- _PROBLEMS AND TASKS_:
• A. In the thread on Rust string handling, which slice does the reply marked #14 suggest using?
• B. Render the records as a two-column CSV with columns "request" and "answer", starting at the beginning of the records and ending at the line containing "point(579, 654)". Give one row per request, with its text and its answer each in a single quoted field and line breaks turned into spaces, and leave the pictures out.

# TEXT start

Or many other funny encodings inside the FIN.

Copied from somewhere:
z.B. WDB2110061A123456

WDB211 : Baureihe 211 (neue E-Klasse)
006 : Motornummer
1 : Linkslenker (2=Rechtslenker)
A : Herstellungsplatz (A is Sindelfingen)
123456 : Folgenummer


#13

Or in a language parser - the Rust way of comparing a string with a literal seems to be rather costly, because of the conversion into a Vec.

But as I say, maybe I haven’t yet got a good documentation and I simply “hold it wrong”…


#14

Then use &s[3..]. But this doesn’t sound like Unicode text; it sounds like mixed text and structured data. You should probably be processing this as an array of u8s or something. Or an array of Ascii (there’s a crate for this floating around somewhere, I think). Or decoding into a structured type.

It sounds very much like you’re using the wrong type for the job, then complaining that the type is wrong.

# TEXT end
# RECORDS FOR PROCESSING start

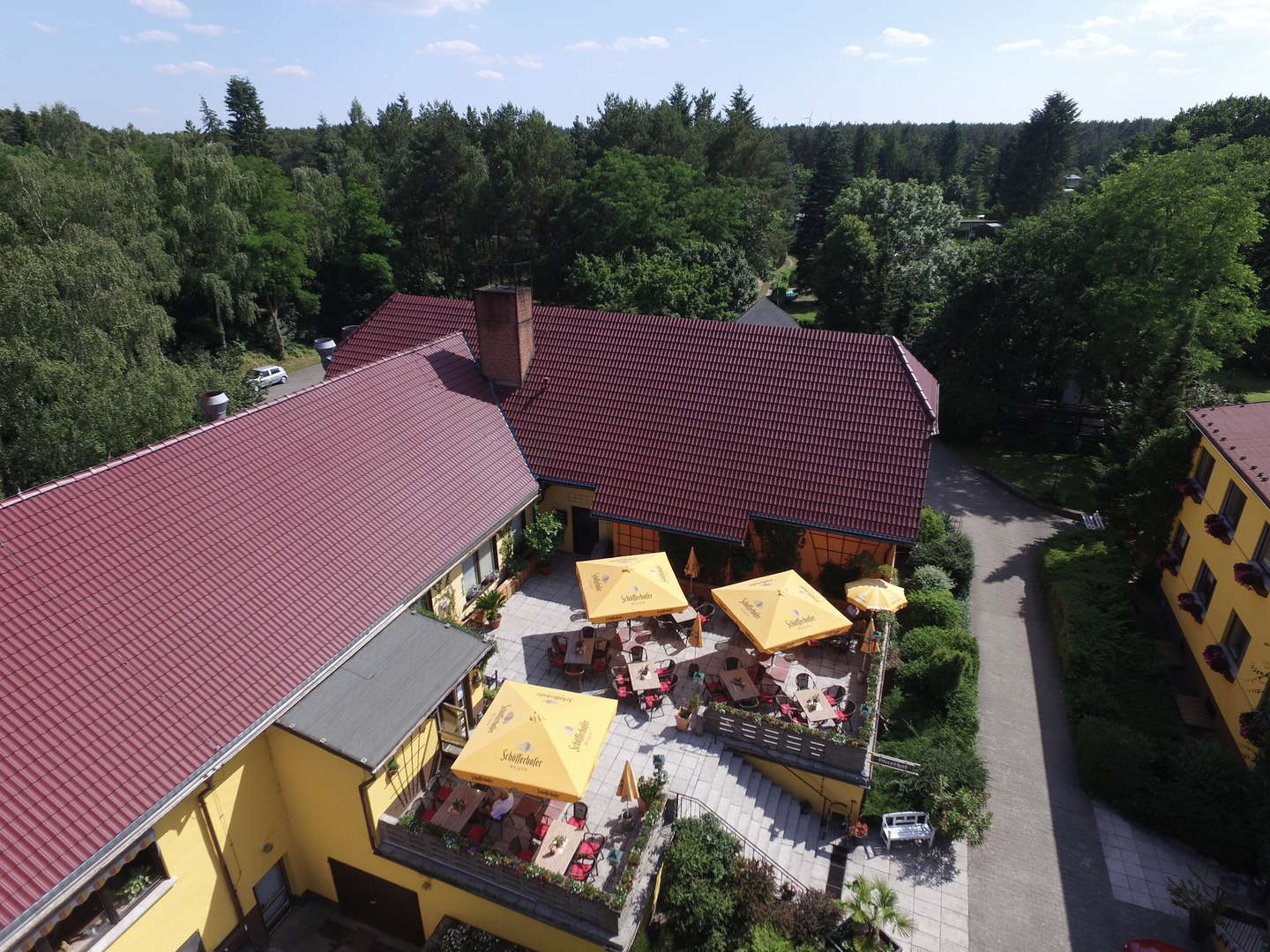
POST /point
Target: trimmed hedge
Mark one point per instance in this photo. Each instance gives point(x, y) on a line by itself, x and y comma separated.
point(1131, 750)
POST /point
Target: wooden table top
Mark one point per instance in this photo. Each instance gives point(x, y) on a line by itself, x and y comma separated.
point(823, 711)
point(560, 859)
point(456, 820)
point(738, 684)
point(644, 682)
point(579, 654)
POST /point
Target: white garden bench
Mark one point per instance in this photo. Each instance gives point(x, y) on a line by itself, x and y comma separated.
point(906, 827)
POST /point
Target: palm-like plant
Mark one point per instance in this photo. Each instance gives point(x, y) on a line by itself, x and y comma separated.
point(871, 905)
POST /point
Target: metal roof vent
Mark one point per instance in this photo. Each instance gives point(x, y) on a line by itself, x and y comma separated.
point(215, 404)
point(325, 348)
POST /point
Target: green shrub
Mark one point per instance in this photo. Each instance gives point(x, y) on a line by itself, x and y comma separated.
point(932, 525)
point(929, 577)
point(934, 607)
point(952, 553)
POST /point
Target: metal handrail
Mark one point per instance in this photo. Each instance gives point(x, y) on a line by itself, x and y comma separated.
point(748, 848)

# RECORDS FOR PROCESSING end

- _EXPECTED OUTPUTS_:
• A. &s[3..]

• B.
request,answer
"POST /point Target: trimmed hedge Mark one point per instance in this photo. Each instance gives point(x, y) on a line by itself, x and y comma separated.","point(1131, 750)"
"POST /point Target: wooden table top Mark one point per instance in this photo. Each instance gives point(x, y) on a line by itself, x and y comma separated.","point(823, 711) point(560, 859) point(456, 820) point(738, 684) point(644, 682) point(579, 654)"